— BEGIN —

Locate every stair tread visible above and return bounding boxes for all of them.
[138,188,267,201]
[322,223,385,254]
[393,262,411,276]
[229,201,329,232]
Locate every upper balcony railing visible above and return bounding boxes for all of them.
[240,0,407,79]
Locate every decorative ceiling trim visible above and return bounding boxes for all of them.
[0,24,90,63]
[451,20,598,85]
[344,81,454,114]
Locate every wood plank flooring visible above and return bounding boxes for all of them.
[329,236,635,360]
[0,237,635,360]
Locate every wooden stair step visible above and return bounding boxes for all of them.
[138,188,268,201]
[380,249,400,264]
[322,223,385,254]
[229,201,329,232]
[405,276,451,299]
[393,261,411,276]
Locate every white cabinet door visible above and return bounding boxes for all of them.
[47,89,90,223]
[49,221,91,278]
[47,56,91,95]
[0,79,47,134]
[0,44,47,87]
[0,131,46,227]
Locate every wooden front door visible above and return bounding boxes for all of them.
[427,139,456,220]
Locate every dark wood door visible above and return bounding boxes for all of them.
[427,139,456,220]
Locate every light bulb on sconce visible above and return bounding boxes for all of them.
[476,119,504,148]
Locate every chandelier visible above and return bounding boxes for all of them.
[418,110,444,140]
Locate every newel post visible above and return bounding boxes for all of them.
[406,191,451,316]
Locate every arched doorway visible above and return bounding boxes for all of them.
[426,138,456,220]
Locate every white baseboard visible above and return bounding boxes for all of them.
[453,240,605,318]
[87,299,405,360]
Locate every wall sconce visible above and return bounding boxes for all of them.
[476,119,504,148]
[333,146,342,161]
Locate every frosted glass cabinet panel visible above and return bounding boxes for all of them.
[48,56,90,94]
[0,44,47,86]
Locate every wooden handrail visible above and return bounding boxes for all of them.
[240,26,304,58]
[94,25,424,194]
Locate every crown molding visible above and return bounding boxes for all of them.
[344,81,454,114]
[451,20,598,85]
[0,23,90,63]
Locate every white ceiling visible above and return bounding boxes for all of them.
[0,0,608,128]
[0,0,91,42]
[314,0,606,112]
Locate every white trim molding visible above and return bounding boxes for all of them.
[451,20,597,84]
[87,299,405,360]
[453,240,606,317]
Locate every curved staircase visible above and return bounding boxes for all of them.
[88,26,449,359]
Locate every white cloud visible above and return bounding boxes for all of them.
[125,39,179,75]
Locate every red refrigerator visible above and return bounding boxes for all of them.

— END —

Problem statement: Add -133 to every bounding box coordinate in the items, starting at the first line of the items and stopping after the line that contains "[94,25,424,194]". Write out every line in that span, leaving all other lines unchanged.

Expected output:
Locate every stair tread visible above and return bounding boxes for all of them.
[5,55,134,68]
[189,90,252,121]
[260,129,278,143]
[96,68,196,99]
Locate every upper balcony railing visible above and return bounding boxes for all of them.
[107,-133,274,-54]
Locate every decorative ceiling trim visible above and return bounding boxes for all of them.
[-133,-109,-43,-70]
[318,-113,465,-48]
[211,-52,321,-19]
Locate every wood plank flooring visible above and return bounding boxes for all of them.
[196,103,502,227]
[-133,104,502,227]
Locate every wooden stair step visible above and return bounding boxes for all of them.
[5,55,135,68]
[247,116,267,131]
[189,90,252,121]
[96,68,196,99]
[272,143,318,166]
[260,128,278,143]
Locate every white cabinet door visible above and return bounding boxes for all of them.
[-86,-44,-43,90]
[-84,88,-42,145]
[-86,-77,-42,-38]
[-133,-54,-86,1]
[-133,-89,-86,-46]
[-133,-2,-87,94]
Locate every wooden front door visible above and return bounding boxes for all of them.
[294,6,323,87]
Locate every dark wood door visible above and return bounding boxes for all of them.
[294,6,323,87]
Locate every light bulb on sconce visible above and return bounding boxes for all of them.
[343,-14,371,15]
Locate every chandelier visible above and return bounding boxes for all of them.
[285,-23,311,7]
Locate every newel post visible above and return bounding boxes for all of them.
[273,58,318,183]
Locate every arched doorway visible above and return bounding boxes for all of them.
[293,5,323,87]
Locate every white baseboard visible above and return bounding boxes for all of them.
[320,107,472,185]
[-46,166,272,227]
Locate every wall sconce visible above and return bounding boxes for all of them.
[343,-14,371,15]
[200,13,209,28]
Locate every frosted glass cabinet panel visible above and return bounding boxes for all of them.
[-85,-77,-43,-39]
[-133,-89,-86,-47]
Locate every wooden handrail visible above and return bounding boxes for all of them.
[107,-107,171,-75]
[-39,-108,291,61]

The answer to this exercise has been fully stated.